◆ **ABOUT THIS TASK**:
Check each line of the entries. Copy the ones that contain the string "vest".

Stored items from a collection

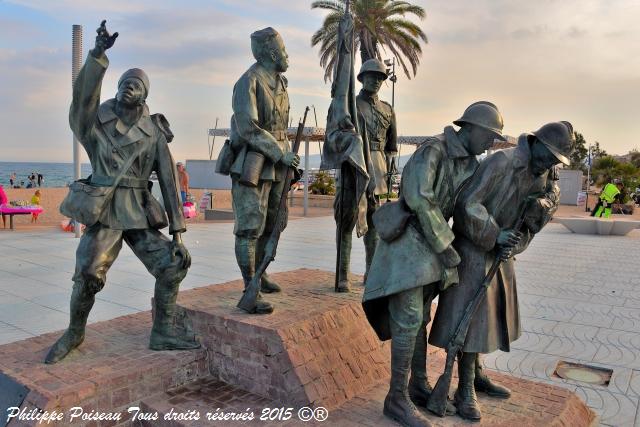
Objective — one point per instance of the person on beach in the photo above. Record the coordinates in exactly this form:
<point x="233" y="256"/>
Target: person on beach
<point x="35" y="201"/>
<point x="3" y="201"/>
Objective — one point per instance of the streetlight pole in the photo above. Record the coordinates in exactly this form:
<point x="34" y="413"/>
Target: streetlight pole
<point x="76" y="63"/>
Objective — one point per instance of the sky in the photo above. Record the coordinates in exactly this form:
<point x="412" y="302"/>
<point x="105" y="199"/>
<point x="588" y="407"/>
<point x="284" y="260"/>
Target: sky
<point x="542" y="61"/>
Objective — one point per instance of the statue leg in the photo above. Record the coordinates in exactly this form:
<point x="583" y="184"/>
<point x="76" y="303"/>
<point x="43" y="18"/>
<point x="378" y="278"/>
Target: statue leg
<point x="465" y="398"/>
<point x="419" y="387"/>
<point x="405" y="309"/>
<point x="267" y="285"/>
<point x="345" y="213"/>
<point x="154" y="250"/>
<point x="483" y="384"/>
<point x="251" y="209"/>
<point x="98" y="248"/>
<point x="273" y="205"/>
<point x="246" y="258"/>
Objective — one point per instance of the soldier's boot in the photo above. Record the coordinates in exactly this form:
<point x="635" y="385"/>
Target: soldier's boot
<point x="398" y="404"/>
<point x="246" y="257"/>
<point x="419" y="387"/>
<point x="164" y="334"/>
<point x="267" y="285"/>
<point x="82" y="299"/>
<point x="344" y="284"/>
<point x="370" y="242"/>
<point x="465" y="398"/>
<point x="483" y="384"/>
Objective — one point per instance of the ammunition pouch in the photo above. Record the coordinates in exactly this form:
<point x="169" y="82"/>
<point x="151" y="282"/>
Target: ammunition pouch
<point x="225" y="159"/>
<point x="252" y="168"/>
<point x="390" y="220"/>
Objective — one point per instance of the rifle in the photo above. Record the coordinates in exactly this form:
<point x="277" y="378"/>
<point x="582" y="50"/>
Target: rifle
<point x="250" y="296"/>
<point x="438" y="401"/>
<point x="390" y="173"/>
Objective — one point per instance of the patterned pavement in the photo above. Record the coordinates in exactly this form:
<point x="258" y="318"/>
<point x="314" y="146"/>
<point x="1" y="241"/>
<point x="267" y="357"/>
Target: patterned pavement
<point x="579" y="297"/>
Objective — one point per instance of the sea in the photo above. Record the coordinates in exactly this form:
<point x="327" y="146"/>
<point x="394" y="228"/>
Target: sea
<point x="55" y="174"/>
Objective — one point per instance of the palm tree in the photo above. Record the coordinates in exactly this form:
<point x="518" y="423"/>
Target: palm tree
<point x="378" y="23"/>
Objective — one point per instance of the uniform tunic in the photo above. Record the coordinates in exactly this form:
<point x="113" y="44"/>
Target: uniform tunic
<point x="109" y="143"/>
<point x="430" y="182"/>
<point x="380" y="123"/>
<point x="259" y="123"/>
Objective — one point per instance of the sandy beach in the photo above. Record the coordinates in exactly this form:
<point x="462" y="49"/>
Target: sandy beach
<point x="51" y="198"/>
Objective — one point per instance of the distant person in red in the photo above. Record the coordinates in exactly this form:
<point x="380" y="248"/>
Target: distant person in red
<point x="3" y="201"/>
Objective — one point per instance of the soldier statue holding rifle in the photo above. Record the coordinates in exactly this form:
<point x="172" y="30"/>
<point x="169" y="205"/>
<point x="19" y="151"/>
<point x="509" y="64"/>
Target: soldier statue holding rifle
<point x="259" y="158"/>
<point x="415" y="258"/>
<point x="125" y="144"/>
<point x="361" y="142"/>
<point x="512" y="195"/>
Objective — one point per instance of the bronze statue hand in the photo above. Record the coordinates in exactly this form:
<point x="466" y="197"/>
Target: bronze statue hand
<point x="449" y="257"/>
<point x="104" y="40"/>
<point x="508" y="238"/>
<point x="178" y="249"/>
<point x="291" y="159"/>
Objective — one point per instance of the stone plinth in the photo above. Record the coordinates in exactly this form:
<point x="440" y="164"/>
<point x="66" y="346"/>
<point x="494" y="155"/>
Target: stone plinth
<point x="316" y="350"/>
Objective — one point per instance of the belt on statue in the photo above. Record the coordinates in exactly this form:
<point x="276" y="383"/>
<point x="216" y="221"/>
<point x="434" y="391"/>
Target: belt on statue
<point x="279" y="135"/>
<point x="375" y="146"/>
<point x="125" y="181"/>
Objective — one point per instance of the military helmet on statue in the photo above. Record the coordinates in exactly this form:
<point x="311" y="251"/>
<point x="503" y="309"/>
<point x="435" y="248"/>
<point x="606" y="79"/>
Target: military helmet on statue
<point x="558" y="138"/>
<point x="484" y="114"/>
<point x="373" y="66"/>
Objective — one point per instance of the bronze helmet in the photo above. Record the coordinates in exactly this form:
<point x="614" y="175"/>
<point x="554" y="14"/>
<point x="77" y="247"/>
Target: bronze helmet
<point x="484" y="114"/>
<point x="373" y="66"/>
<point x="558" y="138"/>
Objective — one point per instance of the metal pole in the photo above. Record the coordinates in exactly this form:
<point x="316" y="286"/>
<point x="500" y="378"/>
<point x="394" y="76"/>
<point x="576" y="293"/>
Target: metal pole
<point x="306" y="175"/>
<point x="76" y="63"/>
<point x="586" y="202"/>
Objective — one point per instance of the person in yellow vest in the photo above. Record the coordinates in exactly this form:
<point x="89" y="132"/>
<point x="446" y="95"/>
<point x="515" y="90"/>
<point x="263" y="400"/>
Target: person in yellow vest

◆ **SOLUTION TO THIS TASK**:
Objective — one point per instance of the person in yellow vest in the photo above. Record the coordinates in exactly this form:
Target: person in yellow vest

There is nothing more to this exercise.